906『自然と人間の歴史・世界扁』ドイツの最低賃金
ドイツでは、2015年1月1日に全国一律の法定最低賃金(当時時給8.5ユーロ)が導入された。それまでも、業種別の最低賃金を決める枠組みは、緩い形で存在していたという。
けれども、それは、全産業に適用される、万人に法的な拘束力を持つ最低賃金としては存在しなかった。それというのも、労使は産別を中心に団体交渉を行い、そこで決定した協約賃金を拡張適用することで、未組織労働者へ波及させてきた。そういうことなので、1990年代初頭までは、さしたる必要性が社会的な声として上がらなかったのかもしれない。

抽出情報
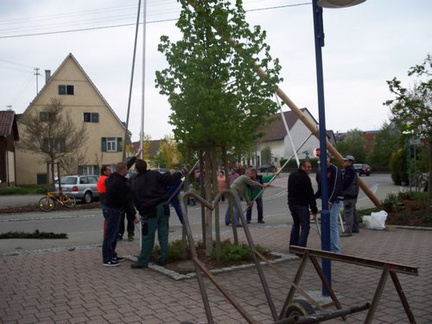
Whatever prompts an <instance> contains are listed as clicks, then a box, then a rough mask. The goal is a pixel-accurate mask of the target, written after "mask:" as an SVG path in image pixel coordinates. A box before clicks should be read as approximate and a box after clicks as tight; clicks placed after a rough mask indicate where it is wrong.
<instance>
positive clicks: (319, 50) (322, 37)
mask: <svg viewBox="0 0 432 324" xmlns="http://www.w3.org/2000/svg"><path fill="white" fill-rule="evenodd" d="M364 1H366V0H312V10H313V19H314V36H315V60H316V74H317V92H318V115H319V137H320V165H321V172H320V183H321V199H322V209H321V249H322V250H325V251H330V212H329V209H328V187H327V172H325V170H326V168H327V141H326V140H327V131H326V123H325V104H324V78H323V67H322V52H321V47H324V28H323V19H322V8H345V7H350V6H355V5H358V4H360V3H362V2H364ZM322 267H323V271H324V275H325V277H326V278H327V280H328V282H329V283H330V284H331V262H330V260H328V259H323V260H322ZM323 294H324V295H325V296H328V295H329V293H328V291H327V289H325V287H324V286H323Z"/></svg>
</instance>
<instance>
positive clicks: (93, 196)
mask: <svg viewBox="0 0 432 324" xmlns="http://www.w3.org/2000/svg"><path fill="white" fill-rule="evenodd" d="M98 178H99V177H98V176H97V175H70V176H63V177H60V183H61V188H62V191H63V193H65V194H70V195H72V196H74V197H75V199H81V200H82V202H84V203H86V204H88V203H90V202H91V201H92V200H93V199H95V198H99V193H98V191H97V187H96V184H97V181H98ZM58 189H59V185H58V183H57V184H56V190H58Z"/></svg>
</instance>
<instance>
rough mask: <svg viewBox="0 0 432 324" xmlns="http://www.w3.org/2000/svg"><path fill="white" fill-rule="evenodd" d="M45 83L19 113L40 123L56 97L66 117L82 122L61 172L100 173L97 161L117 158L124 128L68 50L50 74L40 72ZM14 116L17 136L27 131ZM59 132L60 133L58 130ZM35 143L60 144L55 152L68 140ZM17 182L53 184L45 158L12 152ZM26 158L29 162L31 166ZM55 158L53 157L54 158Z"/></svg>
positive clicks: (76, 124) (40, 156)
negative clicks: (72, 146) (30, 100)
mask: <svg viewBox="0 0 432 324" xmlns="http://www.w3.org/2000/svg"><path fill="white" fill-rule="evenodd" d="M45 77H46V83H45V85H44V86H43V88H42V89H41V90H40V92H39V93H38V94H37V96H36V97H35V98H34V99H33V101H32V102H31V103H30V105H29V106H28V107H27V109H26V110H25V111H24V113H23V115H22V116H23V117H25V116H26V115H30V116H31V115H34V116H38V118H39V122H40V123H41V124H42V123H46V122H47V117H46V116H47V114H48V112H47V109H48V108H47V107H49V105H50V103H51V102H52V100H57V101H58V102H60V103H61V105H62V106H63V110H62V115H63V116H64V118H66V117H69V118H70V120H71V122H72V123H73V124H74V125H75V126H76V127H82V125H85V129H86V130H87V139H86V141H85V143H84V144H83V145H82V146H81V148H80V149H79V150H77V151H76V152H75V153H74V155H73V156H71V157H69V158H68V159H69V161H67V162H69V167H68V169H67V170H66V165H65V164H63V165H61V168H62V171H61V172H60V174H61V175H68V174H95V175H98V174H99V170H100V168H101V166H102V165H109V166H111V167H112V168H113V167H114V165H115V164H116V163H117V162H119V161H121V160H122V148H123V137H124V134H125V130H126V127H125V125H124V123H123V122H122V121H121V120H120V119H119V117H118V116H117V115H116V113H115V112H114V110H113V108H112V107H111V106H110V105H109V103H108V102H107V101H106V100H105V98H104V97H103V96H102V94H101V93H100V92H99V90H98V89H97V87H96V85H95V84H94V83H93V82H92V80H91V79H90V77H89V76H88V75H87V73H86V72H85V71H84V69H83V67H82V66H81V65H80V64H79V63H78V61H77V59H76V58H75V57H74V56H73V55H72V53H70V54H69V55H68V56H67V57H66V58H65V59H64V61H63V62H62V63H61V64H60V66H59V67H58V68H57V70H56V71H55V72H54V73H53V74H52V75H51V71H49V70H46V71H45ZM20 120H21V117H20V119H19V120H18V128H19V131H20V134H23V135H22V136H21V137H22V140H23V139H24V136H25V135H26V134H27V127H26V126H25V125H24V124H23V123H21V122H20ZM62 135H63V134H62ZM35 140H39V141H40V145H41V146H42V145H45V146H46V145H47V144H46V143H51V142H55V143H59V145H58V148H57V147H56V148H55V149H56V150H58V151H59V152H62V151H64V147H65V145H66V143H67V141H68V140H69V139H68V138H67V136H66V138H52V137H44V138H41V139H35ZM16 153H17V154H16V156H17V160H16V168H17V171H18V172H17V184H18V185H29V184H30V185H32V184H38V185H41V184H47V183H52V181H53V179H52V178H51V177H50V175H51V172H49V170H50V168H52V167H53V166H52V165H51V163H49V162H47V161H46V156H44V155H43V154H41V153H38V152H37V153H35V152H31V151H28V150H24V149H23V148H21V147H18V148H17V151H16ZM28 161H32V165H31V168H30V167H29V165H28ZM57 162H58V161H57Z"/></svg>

作業目的
ドイツの最低賃金を扱った抜粋文を、最後の文の直後から書き継いでください。

回答欄
とはいえ、この間の産業構造の変化や労働組合の力量低下もあり、その効果が限られるようになってきた。そこで政府もやっと乗り気になり、政府、産業界、労働者の間で制度化の合意がなったのだという。
その創設の2年後の2017年1月1日には、最低賃金が8.84ユーロに引き上げられた。そして迎えた2018年6月26日の最低賃金委員会は、最低賃金(時給)を、現在の8.84ユーロから、2019年1月1日より9.19ユーロ、さらに2020年1月1日を期して9.35ユーロへ、二段階で引き上げるよう政府に勧告したという。